Start

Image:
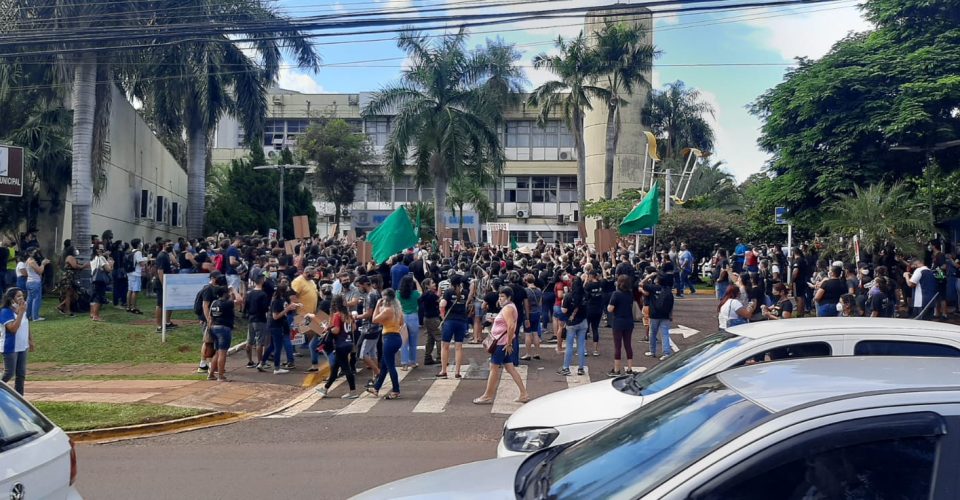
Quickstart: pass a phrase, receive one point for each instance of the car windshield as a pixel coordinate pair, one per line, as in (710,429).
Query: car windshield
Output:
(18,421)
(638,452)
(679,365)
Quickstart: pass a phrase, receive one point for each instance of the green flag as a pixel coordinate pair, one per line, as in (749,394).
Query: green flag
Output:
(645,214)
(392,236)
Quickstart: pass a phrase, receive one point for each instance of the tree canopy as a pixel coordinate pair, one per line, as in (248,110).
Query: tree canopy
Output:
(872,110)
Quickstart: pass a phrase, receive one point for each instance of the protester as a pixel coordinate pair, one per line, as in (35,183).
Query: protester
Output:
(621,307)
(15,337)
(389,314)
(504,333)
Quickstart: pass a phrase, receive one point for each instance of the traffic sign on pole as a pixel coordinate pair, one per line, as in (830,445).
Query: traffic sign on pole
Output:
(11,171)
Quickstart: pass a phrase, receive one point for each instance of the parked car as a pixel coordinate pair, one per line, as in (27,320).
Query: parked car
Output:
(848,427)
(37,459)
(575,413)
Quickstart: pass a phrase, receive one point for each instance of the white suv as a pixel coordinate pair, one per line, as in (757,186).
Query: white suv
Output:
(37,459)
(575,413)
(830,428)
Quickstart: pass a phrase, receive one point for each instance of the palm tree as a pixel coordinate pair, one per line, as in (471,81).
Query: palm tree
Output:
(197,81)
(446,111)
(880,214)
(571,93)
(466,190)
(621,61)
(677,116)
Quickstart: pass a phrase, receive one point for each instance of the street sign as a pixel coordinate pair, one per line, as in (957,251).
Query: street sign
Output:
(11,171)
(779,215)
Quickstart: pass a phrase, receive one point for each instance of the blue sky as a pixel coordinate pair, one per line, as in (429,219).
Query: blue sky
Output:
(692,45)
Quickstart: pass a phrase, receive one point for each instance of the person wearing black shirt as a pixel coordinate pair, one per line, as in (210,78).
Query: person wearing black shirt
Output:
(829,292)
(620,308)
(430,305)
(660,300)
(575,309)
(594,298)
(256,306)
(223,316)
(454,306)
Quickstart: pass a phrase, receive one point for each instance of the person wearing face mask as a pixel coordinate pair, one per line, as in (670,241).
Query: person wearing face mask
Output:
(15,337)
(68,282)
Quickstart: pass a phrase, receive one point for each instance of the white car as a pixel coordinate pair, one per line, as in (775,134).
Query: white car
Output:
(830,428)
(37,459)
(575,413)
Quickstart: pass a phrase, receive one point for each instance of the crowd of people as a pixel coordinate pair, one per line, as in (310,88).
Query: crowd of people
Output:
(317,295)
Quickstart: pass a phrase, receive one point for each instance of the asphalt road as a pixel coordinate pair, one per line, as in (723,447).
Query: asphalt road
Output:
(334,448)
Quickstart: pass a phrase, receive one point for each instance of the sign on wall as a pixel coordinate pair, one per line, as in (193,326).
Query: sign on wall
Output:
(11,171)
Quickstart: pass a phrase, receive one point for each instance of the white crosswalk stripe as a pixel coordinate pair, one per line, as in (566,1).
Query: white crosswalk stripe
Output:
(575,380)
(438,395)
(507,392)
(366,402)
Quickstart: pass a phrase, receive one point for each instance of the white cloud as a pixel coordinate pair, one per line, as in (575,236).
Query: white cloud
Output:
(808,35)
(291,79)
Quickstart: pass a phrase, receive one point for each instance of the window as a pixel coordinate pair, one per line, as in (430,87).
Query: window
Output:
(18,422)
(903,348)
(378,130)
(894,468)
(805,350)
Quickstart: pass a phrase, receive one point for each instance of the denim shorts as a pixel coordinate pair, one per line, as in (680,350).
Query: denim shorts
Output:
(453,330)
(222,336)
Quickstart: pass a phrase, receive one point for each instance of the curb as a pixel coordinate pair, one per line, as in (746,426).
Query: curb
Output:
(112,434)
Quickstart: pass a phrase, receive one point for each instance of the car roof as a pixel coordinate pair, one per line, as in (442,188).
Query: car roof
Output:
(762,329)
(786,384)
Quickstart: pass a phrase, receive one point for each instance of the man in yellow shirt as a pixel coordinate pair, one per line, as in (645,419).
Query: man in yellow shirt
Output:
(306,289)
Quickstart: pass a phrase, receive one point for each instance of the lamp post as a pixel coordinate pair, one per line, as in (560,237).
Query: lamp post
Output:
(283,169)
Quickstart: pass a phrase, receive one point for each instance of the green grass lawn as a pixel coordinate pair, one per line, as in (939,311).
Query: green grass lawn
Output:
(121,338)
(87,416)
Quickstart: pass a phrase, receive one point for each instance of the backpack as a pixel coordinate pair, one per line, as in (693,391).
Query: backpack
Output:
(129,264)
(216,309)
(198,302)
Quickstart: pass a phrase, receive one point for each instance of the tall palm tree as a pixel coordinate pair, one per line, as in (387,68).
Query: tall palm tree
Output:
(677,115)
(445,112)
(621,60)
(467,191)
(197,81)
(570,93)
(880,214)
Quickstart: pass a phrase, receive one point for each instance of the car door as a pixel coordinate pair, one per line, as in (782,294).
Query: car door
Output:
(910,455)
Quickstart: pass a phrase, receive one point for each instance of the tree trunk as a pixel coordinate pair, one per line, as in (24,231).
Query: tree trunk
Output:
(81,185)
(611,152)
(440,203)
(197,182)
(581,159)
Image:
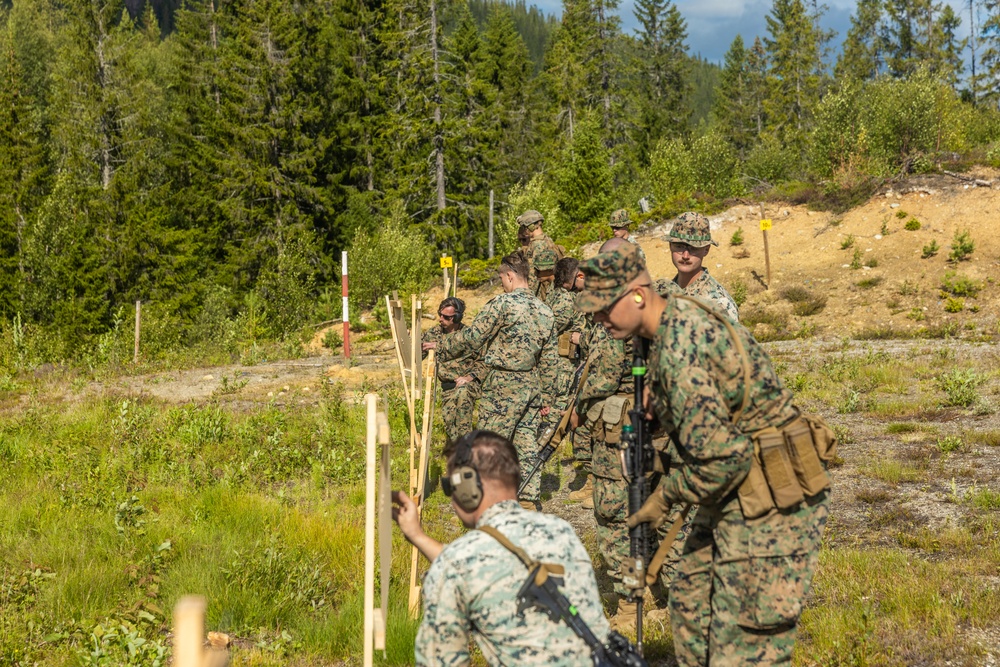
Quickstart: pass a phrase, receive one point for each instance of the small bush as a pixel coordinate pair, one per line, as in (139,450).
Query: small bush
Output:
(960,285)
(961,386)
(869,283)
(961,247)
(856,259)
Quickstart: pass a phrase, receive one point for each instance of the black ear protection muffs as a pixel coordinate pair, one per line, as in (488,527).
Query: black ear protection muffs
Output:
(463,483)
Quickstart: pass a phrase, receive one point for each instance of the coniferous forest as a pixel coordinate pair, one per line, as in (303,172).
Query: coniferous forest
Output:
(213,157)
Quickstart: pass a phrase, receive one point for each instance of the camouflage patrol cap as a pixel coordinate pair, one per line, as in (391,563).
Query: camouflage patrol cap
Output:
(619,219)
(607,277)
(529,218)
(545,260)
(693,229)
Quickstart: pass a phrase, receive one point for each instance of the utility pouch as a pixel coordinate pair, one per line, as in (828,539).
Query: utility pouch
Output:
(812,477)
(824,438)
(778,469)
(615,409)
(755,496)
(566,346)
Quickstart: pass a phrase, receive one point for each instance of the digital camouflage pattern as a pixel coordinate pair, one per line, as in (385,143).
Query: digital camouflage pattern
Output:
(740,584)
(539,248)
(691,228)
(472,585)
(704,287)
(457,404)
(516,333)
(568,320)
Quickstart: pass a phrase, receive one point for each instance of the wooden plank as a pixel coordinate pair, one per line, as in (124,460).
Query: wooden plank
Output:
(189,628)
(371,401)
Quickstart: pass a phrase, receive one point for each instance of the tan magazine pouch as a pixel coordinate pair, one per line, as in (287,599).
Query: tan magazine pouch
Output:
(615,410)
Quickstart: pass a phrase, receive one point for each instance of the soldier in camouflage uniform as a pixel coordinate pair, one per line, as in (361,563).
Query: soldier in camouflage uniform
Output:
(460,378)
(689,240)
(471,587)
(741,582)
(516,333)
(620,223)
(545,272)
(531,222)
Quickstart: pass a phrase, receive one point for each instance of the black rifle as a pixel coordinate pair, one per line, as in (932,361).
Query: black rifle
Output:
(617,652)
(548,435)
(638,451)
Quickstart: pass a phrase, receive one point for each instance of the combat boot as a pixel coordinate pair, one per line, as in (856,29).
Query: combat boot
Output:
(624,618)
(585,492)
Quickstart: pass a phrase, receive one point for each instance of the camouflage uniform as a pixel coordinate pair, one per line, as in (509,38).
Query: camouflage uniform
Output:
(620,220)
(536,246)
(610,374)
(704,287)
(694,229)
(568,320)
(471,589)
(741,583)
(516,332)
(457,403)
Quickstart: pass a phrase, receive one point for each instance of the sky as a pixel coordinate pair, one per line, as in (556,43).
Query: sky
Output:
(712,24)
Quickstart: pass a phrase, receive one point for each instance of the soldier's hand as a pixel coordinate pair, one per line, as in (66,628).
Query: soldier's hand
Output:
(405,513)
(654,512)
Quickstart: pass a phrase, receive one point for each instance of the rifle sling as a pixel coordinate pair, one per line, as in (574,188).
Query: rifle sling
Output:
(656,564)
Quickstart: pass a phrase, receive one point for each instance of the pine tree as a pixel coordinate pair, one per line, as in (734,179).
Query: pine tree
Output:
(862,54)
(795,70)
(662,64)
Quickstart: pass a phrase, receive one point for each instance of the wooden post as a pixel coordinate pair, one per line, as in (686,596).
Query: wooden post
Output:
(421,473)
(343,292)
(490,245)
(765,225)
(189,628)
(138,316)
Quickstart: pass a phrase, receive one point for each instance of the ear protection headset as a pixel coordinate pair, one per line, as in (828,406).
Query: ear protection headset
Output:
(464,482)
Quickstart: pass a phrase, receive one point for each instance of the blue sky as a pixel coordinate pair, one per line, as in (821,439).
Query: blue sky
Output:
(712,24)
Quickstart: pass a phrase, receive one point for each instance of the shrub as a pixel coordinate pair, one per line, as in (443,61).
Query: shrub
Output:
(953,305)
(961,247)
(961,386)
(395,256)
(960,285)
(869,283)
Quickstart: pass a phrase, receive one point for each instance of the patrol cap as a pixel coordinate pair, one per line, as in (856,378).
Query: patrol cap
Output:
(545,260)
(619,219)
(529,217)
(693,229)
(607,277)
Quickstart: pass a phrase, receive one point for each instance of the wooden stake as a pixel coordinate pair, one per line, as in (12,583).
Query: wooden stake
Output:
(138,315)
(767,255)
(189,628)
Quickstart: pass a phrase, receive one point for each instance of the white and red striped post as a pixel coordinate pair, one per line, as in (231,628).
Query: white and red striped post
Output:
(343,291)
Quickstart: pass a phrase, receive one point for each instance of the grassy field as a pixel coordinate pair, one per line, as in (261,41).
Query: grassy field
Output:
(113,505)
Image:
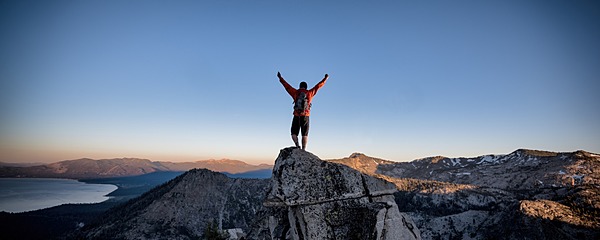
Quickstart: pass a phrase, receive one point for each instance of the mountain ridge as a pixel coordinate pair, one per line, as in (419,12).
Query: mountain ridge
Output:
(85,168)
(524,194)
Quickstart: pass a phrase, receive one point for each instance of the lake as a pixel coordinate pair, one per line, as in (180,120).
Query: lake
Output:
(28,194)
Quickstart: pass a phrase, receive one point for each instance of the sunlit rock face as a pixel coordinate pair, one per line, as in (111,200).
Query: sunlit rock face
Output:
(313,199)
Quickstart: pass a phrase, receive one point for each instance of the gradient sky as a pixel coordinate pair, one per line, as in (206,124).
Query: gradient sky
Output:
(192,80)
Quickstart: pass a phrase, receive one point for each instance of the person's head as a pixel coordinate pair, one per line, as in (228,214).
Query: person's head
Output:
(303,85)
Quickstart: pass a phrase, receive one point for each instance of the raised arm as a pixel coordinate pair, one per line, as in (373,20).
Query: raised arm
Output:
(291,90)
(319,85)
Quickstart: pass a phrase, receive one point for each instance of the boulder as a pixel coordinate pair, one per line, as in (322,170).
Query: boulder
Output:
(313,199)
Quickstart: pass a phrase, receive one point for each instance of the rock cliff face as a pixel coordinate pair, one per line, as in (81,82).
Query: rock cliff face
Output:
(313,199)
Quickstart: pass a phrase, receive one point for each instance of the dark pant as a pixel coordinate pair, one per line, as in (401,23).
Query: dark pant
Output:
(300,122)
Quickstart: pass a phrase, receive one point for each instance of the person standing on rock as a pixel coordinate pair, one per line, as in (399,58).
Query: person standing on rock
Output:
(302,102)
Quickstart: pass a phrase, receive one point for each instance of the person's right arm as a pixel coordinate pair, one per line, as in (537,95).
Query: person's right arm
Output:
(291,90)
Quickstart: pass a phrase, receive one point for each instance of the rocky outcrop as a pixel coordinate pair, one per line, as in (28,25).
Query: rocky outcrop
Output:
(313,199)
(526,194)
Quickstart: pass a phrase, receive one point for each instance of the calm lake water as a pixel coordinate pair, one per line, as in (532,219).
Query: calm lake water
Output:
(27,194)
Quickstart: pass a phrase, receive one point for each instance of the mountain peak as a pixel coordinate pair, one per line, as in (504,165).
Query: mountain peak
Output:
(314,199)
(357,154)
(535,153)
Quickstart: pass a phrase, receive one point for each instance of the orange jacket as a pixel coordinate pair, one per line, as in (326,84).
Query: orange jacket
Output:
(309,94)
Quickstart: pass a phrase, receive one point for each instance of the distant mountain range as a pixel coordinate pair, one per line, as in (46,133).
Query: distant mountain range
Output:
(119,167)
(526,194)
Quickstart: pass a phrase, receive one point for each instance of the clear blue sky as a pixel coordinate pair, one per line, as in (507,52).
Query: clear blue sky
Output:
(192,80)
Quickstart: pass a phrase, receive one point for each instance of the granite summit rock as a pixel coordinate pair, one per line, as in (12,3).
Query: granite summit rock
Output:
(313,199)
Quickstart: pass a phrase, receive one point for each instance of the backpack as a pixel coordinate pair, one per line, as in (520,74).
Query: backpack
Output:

End

Exercise prompt ::
Reproduce everything from the line containing "as in (28,25)." down through the last of the rows, renaming "orange jacket" to "red jacket" wherever it occurs and changing nothing else.

Expected answer ::
Quickstart: pass a phrase, receive one point for each instance of the rocky outcrop as a pixel coordinate pair, one per line, as in (28,25).
Query: rocky outcrop
Output:
(313,199)
(526,194)
Quickstart: pass a phrase, receive one point for each instance of the calm lake water as a pixel coordinate pair, one per line, as in (532,219).
Query: calm lake water
Output:
(27,194)
Quickstart: pass a phrase, receive one point for each instance of the mountain peak as a pixel coordinate pair, one per line, as in (504,165).
Query: mountain peak
Output:
(314,199)
(357,154)
(535,153)
Quickstart: pass a phrase, receive one point for each instance of the red jacket as a pixel coordinate pair, one per line, as in (326,84).
Query: red jacket
Output:
(309,94)
Quickstart: pass a phrase, receive one point for each instance of the distant mountain range as a pixel coordinate pair, one per line, as in (46,133).
Query: distant mountain range
Output:
(119,167)
(526,194)
Quickstart: pass a phrase, receive one point for each instance of the clear blue sky as a pixel coordinate pair, one per line, as in (507,52).
Query: clear blue sky
Output:
(192,80)
Quickstart: pass a phrase, receive one point for each instance of the granite summit rock as a pixel coordinate pair, one per line, as in (12,3).
Query: granite summit rock
Output:
(313,199)
Quickstart: pass a phrase, receive one point for each instance of the backpack as a pixel coordinate pair, one per line, as in (520,74).
Query: backpack
Output:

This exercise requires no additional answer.